Written problem: Rewrite all of the rows below, replacing "thickest part" with "widest part" and changing nothing else. Omit the pictures from your answer.

====

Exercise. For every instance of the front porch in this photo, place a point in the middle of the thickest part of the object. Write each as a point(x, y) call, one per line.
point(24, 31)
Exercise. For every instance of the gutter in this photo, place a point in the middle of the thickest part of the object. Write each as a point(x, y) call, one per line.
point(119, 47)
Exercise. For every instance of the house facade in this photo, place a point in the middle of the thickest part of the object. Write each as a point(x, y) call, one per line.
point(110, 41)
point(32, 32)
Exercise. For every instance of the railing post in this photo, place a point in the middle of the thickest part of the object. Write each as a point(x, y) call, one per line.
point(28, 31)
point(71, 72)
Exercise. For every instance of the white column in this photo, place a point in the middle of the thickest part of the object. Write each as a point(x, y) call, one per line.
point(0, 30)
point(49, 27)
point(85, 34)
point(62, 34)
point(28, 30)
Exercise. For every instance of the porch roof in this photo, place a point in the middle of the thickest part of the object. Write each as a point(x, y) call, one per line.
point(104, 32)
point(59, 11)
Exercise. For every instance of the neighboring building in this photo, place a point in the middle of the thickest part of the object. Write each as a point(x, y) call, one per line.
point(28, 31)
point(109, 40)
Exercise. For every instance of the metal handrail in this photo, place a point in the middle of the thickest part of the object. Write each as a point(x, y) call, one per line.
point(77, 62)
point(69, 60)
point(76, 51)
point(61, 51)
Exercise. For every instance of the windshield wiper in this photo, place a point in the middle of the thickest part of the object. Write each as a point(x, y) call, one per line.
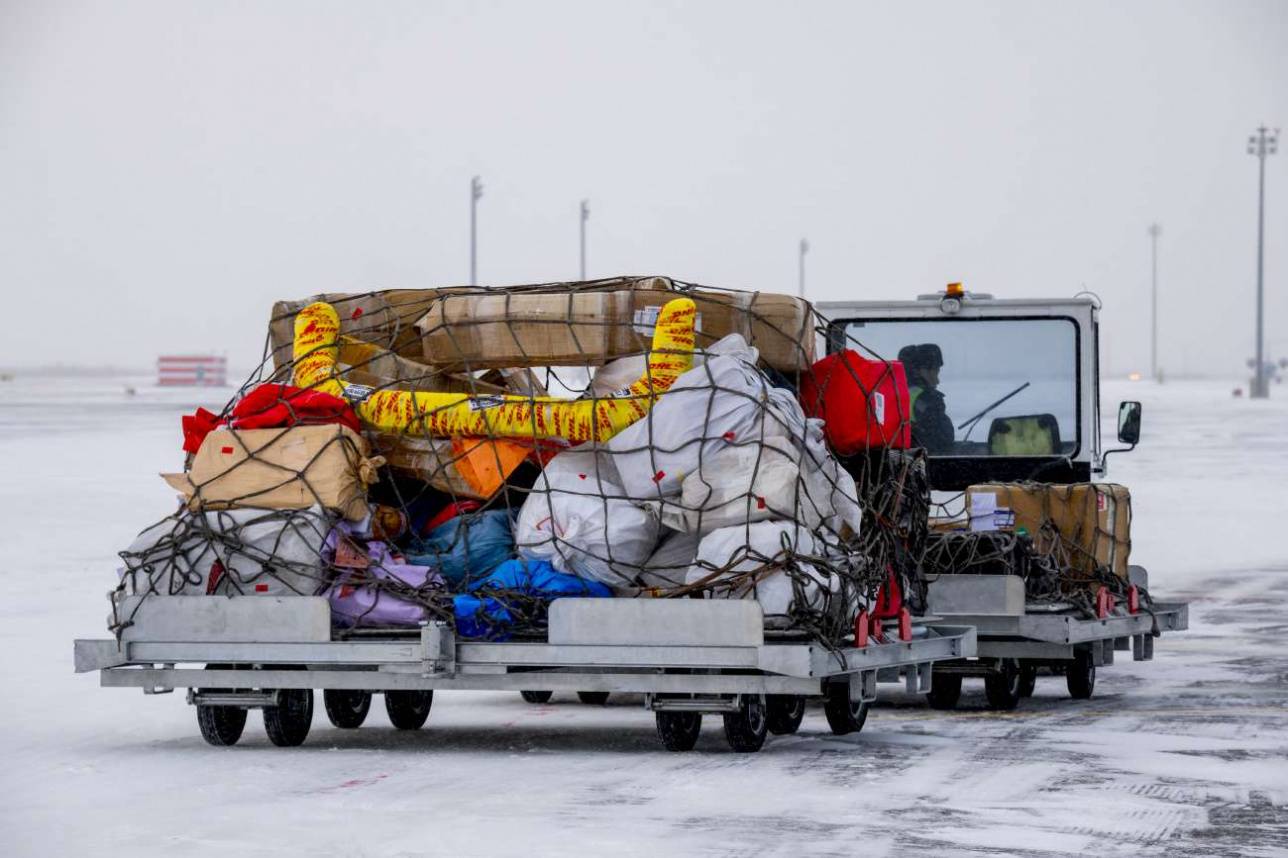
point(982, 414)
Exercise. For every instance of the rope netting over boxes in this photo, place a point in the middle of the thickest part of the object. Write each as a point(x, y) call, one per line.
point(468, 455)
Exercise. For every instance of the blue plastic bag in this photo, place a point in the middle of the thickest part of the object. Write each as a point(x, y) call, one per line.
point(486, 612)
point(466, 548)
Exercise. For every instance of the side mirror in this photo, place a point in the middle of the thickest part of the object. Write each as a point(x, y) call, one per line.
point(1128, 423)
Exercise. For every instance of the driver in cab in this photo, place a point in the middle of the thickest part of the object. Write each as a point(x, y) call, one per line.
point(930, 424)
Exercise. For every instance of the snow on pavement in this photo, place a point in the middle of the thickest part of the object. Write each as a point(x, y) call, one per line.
point(1183, 755)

====

Exercise solution:
Exercise. For every instance of the front porch in this photo, place a point in the middle of the widest part of the object. Write each as a point(x, y) call, one per line.
point(24, 31)
Exercise. For every instance of the gutter in this photo, place a point in the middle of the widest part of the object. Write each as a point(x, y) call, one per line.
point(119, 47)
Exercise. For every instance of the house facade in this photo, place a point in the middle of the widest part of the object. Write each as a point(x, y) call, one per line.
point(110, 41)
point(32, 32)
Exercise. For every instance of the railing post in this photo, place a point in the middle of the widest part of the object. Write each as a point(x, y) call, one per line.
point(28, 31)
point(71, 72)
Exercise. For every instance of the white column in this photo, place a point in the middle of the widest part of the object. Write each as a point(x, y) call, one per line.
point(0, 30)
point(49, 27)
point(85, 34)
point(62, 34)
point(28, 30)
Exercise. For every instance of the porch roof in this photo, place a point in the middle of the widest part of the object. Write each as a point(x, y) call, one per line.
point(104, 32)
point(59, 11)
Exercise. For every instance of the neighboring building in this photo, place a point in the middle of the widest part of the object. Write each as a point(x, y) call, one per line.
point(28, 31)
point(109, 40)
Exercise. For every instance of the metal handrail in this photo, place a point in the middle of the widest part of the object. Write each as a point(x, y) call, one per line.
point(77, 62)
point(69, 60)
point(76, 51)
point(61, 51)
Exercise. For every instance of the windshield wiper in this photo, place a point in the middle of the widest part of the object. Write each as a point(x, y) call, one per line.
point(982, 414)
Exercise. For every instance of the rope netting over boxes in this photo, place a point in the middle of the widest part of the object. Write each as a point(x, y) call, one per line.
point(468, 455)
Exercise. For every instance of the blue plastic bag in this photo, place a point in the middle of the widest part of the object. Write each as a point(x, y) call, one per line.
point(486, 612)
point(466, 548)
Exercise. For every instance of the side mirror in this photo, place a point in the middle of the widest part of the object. Write each as a point(x, y) call, one per line.
point(1128, 423)
Exercise. For every instance of the driver in cab in this photo, place a point in the middle of the widest part of the object. Write each as a point(x, y) call, one per line.
point(930, 424)
Exercise. For every instance of the snow on pavement in this photo, place a point in the middle of the widest part of the object. Write each as a point(x, y) call, one per line.
point(1183, 755)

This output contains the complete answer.